• TASK INSTRUCTIONS
Please reproduce the part of the data below that opens with the line containing "Kindly outline every instance of the building facade" and closes with the line containing "84], [62, 23]]", including both of those lines, and output nothing else.

>> start DATASET RECORDS

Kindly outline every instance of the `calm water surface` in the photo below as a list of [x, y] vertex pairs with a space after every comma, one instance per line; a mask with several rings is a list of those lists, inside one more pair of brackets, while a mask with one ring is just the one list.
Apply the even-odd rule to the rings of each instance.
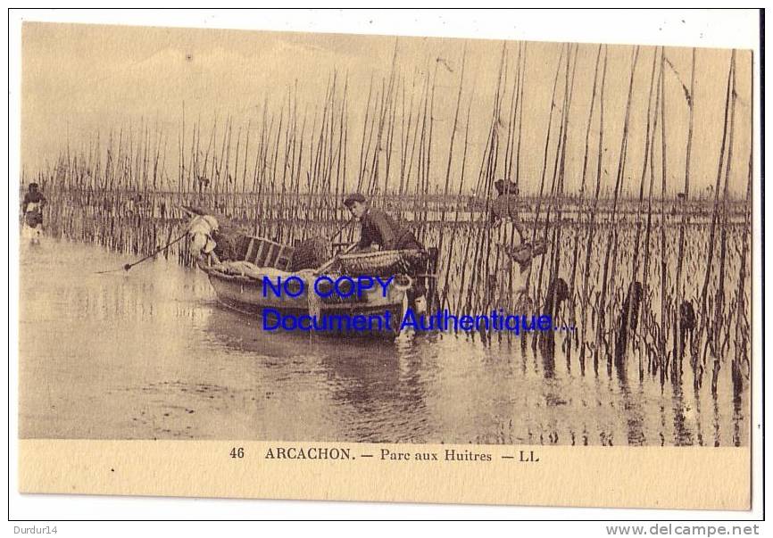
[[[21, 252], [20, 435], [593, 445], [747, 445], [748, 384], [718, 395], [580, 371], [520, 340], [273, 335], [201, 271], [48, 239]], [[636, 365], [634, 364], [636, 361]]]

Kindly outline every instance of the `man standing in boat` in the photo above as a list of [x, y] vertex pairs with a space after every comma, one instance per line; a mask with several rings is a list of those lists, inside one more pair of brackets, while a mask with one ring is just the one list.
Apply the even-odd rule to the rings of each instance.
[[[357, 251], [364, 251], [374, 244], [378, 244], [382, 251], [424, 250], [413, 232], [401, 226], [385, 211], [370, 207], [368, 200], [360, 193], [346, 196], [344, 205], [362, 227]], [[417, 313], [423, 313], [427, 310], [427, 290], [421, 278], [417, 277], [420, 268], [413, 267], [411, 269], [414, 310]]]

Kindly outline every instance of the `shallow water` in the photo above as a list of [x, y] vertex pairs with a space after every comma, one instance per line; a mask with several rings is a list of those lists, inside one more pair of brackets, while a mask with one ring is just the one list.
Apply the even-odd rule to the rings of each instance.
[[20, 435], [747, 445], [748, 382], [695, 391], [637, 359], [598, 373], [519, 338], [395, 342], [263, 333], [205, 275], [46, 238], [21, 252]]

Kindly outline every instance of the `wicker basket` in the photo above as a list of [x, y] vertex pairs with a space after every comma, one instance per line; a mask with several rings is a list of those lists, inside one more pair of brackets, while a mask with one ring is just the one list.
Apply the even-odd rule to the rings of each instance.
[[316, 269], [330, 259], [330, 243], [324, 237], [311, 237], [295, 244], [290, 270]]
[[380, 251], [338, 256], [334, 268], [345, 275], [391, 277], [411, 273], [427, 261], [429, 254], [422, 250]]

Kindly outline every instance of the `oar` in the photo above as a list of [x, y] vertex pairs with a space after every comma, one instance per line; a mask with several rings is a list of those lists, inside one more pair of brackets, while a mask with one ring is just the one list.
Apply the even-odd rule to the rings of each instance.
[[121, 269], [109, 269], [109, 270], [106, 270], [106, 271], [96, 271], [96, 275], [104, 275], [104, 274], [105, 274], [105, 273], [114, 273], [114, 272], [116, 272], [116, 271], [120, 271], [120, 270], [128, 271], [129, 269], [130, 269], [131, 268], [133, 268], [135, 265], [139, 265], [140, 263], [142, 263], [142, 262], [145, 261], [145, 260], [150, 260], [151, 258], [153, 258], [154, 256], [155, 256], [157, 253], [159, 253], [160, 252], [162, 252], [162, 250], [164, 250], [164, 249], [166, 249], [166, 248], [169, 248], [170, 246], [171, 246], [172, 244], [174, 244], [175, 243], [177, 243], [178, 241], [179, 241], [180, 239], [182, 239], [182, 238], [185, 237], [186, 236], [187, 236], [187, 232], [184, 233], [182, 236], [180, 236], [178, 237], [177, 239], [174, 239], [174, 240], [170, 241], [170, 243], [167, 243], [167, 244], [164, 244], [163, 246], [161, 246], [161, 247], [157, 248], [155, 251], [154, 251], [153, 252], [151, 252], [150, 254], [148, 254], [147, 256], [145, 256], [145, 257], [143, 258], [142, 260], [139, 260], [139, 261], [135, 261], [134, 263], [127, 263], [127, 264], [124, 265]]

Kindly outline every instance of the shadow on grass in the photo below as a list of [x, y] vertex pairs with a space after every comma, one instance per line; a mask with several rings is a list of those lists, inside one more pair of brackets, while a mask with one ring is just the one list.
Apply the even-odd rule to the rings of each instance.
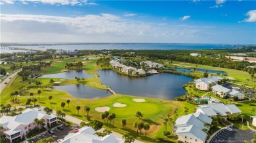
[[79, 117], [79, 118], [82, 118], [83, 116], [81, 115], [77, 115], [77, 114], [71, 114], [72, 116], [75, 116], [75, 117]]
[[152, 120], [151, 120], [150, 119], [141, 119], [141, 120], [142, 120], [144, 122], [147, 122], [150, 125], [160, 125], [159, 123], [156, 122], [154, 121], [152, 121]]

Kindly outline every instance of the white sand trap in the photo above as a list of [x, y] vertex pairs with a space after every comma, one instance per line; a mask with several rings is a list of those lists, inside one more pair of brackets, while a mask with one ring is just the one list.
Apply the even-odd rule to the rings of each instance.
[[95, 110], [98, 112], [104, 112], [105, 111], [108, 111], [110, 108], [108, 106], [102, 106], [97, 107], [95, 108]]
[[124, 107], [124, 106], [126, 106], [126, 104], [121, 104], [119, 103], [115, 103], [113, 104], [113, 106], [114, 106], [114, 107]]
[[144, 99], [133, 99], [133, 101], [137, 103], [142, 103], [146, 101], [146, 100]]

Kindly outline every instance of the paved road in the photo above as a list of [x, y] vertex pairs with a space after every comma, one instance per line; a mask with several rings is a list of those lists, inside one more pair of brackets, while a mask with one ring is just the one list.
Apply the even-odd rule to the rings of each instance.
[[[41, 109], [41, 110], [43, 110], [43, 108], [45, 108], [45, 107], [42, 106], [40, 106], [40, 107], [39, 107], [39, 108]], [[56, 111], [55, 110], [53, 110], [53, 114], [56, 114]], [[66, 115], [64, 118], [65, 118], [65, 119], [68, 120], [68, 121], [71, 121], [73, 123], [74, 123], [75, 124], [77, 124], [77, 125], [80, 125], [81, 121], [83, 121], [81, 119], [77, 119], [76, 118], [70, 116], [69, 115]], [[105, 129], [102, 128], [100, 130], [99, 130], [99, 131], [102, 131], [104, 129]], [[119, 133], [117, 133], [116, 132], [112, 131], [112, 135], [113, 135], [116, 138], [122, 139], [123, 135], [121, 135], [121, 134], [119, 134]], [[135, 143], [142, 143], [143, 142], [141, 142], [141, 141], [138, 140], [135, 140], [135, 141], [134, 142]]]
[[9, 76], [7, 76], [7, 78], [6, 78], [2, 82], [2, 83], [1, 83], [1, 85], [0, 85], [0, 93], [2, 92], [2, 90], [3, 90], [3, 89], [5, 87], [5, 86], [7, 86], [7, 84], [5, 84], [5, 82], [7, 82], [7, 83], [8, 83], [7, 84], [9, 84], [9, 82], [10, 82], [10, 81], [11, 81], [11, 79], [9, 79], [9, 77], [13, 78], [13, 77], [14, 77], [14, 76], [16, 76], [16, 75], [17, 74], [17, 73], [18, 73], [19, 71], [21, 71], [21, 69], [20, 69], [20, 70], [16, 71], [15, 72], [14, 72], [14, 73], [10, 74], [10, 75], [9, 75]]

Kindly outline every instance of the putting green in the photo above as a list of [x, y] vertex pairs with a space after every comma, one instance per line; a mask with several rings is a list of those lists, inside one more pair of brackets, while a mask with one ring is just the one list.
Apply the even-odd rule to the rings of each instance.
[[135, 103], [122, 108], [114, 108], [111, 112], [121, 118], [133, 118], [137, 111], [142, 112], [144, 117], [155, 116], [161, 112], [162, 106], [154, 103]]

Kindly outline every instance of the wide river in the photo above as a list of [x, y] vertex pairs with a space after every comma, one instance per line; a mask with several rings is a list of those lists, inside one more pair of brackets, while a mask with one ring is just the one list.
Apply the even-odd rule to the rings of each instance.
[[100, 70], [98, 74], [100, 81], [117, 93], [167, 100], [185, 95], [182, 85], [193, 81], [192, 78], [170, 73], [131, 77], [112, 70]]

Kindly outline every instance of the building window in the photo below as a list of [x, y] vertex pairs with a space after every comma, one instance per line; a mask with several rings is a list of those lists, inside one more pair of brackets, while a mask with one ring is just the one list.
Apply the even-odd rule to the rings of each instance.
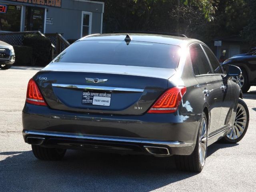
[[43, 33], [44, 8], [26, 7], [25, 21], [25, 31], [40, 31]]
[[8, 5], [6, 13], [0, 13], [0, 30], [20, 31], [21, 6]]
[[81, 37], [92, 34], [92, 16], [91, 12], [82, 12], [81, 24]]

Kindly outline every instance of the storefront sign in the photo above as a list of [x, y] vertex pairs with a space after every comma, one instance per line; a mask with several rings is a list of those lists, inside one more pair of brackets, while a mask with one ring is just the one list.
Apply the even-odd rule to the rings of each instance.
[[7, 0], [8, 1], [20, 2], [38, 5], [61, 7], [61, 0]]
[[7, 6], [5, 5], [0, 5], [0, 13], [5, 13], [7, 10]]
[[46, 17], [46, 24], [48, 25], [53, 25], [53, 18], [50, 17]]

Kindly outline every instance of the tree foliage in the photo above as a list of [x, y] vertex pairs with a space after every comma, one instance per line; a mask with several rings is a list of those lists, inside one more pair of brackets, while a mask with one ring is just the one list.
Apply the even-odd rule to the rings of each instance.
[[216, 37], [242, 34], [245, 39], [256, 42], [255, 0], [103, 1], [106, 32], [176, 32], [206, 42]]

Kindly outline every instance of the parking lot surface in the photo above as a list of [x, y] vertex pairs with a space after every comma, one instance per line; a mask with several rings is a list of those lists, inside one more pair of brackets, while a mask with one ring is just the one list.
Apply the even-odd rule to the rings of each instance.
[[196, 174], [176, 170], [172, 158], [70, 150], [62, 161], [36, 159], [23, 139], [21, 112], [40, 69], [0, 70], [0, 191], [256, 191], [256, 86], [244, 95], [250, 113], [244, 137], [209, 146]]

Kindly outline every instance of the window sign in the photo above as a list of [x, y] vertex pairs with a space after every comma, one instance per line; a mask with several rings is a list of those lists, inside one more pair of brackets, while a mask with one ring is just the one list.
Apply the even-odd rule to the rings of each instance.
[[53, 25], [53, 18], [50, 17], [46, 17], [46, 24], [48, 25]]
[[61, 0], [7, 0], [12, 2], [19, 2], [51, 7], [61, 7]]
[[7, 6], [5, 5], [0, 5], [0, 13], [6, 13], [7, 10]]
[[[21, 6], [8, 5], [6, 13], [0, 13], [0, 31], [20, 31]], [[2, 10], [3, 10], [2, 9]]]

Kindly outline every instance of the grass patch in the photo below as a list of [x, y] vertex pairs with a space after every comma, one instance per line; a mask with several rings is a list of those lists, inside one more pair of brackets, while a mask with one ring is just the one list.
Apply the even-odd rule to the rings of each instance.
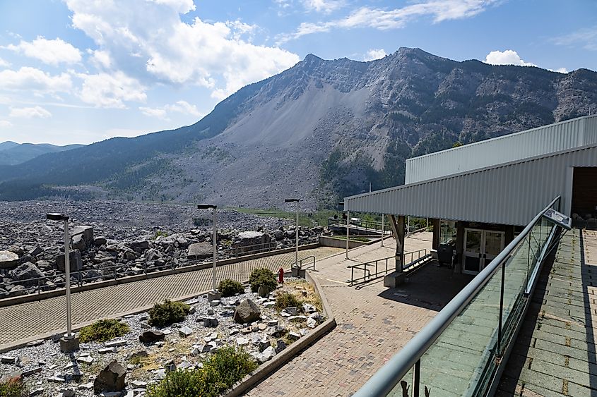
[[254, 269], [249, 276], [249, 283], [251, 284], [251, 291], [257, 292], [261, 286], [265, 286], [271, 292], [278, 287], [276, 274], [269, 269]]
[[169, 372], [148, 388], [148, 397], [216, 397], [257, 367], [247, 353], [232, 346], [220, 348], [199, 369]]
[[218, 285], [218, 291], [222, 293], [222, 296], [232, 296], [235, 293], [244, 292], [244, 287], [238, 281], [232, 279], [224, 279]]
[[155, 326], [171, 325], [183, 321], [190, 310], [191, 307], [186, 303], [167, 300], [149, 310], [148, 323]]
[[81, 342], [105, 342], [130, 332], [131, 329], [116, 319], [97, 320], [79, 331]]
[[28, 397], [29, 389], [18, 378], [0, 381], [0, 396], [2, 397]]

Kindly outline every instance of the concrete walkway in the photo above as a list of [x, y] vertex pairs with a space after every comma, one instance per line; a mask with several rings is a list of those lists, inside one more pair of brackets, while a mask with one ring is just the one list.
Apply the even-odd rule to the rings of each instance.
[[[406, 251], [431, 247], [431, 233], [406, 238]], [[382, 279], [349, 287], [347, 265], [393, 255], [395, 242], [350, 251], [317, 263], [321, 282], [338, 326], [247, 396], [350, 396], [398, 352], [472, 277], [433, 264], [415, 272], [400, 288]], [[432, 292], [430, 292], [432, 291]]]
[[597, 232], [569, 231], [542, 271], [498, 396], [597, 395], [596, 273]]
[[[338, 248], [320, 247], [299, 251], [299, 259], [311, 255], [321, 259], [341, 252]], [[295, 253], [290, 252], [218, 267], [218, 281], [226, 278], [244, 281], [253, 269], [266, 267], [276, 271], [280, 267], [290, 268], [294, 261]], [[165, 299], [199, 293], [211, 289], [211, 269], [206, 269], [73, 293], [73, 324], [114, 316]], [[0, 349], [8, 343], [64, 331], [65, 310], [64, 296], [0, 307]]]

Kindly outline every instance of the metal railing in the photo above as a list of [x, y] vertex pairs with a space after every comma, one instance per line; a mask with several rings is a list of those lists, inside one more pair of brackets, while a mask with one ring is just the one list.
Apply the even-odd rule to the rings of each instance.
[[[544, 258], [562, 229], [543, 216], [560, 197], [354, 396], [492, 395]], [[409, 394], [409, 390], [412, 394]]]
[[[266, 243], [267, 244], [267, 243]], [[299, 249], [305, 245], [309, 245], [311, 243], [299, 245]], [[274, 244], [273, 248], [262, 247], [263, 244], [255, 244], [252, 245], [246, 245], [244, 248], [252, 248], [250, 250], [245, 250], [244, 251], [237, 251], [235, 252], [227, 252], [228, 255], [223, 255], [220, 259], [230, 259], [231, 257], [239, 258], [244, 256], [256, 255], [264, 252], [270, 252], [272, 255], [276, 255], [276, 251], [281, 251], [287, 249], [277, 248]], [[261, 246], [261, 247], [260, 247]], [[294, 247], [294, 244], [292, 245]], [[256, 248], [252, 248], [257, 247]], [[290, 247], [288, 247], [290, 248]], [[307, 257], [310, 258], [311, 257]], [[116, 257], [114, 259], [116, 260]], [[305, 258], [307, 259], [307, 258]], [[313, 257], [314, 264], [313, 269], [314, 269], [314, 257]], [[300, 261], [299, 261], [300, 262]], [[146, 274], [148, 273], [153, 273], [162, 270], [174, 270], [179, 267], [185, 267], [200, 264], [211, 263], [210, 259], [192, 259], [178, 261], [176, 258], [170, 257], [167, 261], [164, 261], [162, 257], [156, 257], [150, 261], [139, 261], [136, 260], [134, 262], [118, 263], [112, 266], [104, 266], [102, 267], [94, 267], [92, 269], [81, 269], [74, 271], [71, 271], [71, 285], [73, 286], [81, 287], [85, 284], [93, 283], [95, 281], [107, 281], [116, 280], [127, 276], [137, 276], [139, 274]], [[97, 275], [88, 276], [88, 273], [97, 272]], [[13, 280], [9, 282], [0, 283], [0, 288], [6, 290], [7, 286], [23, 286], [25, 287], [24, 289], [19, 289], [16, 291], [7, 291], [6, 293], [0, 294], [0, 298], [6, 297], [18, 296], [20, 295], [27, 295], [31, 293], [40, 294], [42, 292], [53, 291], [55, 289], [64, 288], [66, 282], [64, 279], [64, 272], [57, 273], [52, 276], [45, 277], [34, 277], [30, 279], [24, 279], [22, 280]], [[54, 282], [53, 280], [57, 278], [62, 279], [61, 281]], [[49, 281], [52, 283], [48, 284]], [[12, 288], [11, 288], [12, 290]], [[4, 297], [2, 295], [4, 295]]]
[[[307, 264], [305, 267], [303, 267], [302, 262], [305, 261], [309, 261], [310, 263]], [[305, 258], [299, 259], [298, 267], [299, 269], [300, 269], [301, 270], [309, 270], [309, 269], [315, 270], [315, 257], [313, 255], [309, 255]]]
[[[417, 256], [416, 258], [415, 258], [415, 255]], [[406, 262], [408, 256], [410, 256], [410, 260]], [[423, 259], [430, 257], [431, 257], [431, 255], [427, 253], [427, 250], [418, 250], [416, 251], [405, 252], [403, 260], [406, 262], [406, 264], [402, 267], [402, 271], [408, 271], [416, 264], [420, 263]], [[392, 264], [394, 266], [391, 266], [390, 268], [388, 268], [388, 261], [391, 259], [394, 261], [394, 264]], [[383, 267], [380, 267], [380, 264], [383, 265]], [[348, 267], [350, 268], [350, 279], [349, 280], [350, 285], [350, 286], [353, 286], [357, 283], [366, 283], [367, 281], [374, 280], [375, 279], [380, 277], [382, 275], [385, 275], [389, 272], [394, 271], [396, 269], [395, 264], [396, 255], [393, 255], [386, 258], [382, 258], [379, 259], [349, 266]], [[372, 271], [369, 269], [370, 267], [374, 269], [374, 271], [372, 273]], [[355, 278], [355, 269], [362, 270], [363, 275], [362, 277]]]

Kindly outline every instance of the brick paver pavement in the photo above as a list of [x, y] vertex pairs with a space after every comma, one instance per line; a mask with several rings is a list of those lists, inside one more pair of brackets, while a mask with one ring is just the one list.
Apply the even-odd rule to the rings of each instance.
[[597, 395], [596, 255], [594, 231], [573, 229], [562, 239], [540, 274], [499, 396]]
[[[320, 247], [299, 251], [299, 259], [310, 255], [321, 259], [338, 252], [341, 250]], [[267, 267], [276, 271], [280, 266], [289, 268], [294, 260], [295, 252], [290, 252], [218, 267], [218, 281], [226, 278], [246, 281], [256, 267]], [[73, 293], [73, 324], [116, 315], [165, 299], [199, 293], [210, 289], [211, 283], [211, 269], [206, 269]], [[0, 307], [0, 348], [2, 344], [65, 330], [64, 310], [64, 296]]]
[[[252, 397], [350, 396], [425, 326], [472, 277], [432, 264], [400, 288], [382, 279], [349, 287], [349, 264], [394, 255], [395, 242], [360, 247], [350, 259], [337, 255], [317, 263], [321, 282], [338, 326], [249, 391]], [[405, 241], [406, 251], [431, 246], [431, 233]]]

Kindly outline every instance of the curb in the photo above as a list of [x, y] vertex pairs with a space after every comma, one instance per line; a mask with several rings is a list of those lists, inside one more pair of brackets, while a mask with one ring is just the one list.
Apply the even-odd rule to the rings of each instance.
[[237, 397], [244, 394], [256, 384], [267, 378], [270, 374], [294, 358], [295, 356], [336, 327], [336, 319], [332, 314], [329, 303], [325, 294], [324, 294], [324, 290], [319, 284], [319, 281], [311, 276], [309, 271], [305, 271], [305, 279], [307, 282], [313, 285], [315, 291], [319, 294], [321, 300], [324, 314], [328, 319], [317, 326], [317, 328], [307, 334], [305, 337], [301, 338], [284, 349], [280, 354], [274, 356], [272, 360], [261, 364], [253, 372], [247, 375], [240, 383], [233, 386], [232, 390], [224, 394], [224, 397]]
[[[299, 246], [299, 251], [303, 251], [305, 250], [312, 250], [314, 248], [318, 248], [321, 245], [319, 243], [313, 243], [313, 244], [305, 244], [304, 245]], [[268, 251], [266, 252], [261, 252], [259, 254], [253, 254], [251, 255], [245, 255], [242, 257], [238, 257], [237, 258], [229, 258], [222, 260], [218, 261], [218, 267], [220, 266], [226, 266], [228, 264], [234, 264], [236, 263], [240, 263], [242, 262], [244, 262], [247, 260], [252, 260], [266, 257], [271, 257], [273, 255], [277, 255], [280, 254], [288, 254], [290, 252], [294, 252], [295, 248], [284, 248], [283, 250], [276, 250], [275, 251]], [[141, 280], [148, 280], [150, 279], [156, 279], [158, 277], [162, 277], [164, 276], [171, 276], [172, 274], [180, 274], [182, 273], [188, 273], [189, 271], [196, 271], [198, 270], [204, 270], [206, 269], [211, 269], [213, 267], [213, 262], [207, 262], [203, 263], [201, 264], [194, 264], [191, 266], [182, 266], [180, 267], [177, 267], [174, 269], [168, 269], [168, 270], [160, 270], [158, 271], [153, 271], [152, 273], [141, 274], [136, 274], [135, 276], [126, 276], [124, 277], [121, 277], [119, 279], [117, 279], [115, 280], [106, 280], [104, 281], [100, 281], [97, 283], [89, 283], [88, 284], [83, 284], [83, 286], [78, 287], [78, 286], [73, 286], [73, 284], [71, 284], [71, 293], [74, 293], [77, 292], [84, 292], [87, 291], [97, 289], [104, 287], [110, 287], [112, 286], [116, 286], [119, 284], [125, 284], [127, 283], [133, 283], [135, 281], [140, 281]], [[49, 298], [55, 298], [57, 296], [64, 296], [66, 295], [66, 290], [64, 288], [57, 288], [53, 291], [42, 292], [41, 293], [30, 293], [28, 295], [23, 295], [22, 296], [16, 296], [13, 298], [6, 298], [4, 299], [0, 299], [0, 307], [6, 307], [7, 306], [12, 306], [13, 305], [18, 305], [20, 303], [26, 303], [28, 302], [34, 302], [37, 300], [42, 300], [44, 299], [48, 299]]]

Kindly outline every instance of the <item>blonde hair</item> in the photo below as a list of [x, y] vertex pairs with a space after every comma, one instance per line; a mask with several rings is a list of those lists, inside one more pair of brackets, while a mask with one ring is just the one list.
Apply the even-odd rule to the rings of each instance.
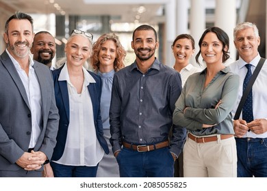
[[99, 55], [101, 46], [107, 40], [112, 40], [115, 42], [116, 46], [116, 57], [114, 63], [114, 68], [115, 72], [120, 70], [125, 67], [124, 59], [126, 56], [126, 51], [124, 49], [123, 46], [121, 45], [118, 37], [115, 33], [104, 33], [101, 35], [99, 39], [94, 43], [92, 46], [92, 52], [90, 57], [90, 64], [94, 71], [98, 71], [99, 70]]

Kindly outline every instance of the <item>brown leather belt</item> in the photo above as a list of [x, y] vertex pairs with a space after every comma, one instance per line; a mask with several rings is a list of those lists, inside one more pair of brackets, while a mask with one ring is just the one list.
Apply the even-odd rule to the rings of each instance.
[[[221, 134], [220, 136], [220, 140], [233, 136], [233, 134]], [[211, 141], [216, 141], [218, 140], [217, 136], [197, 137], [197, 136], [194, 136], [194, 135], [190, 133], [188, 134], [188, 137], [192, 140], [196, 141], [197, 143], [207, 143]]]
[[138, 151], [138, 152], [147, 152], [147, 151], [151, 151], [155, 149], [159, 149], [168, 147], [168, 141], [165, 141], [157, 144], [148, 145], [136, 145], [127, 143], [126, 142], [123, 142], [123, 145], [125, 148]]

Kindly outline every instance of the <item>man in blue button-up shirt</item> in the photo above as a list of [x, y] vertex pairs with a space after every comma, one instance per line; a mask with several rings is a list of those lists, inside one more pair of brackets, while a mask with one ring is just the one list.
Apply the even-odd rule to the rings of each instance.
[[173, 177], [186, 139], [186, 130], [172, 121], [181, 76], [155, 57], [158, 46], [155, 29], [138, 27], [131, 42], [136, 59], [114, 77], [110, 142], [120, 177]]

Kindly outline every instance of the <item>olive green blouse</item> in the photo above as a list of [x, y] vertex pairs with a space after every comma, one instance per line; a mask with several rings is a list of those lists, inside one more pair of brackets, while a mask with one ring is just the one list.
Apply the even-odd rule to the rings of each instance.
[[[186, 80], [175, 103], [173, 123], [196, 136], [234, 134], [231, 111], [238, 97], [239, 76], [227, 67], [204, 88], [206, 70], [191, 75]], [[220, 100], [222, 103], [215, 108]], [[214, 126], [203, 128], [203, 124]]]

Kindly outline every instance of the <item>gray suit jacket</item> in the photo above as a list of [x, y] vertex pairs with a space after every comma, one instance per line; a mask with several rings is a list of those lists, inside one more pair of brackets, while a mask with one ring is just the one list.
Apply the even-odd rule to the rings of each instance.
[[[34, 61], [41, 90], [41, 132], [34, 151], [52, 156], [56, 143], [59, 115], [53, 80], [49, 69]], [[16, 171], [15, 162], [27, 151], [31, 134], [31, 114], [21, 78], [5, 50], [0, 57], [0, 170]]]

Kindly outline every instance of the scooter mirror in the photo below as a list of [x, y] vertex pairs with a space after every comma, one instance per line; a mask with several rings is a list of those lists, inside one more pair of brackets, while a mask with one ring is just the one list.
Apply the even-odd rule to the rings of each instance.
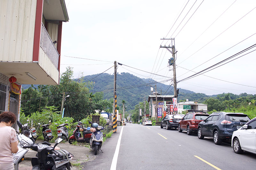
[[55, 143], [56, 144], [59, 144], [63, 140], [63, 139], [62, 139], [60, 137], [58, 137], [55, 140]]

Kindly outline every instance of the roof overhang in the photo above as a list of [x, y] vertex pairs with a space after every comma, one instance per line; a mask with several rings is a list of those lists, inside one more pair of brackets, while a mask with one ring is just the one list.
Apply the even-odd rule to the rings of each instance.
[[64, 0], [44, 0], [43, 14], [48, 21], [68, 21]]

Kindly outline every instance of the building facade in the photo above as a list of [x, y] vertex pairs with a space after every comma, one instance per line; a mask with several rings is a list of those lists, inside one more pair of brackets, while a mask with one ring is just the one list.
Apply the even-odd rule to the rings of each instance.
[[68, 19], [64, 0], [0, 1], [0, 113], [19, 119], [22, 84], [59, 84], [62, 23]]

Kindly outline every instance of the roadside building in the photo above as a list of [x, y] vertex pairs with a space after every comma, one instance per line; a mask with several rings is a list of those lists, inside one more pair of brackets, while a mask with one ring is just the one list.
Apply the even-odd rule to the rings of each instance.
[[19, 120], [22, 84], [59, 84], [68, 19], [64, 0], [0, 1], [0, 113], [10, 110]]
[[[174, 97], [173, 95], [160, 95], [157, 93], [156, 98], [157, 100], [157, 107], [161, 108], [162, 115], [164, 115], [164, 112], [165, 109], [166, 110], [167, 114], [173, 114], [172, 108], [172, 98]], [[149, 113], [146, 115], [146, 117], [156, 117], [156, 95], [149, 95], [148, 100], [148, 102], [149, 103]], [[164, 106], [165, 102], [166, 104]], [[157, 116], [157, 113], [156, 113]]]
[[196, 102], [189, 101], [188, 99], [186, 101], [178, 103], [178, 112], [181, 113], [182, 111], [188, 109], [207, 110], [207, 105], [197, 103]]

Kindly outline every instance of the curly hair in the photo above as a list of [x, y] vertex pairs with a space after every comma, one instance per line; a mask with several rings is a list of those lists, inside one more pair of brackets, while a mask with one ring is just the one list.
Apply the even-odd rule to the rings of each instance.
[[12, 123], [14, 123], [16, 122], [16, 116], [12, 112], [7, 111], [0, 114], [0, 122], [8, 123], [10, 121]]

>> end DATASET RECORDS

• ANSWER
Kindly outline every instance of the building facade in the photo above as a list of [x, y] vertex pairs with a space after every comma, one instance per line; a mask with several rings is a list of those lists, inside one more pair of brackets, while a mask with one ring is just the one list.
Apply the even-odd rule to the rings of each instance.
[[68, 19], [64, 0], [0, 1], [0, 113], [19, 119], [22, 84], [59, 84], [62, 23]]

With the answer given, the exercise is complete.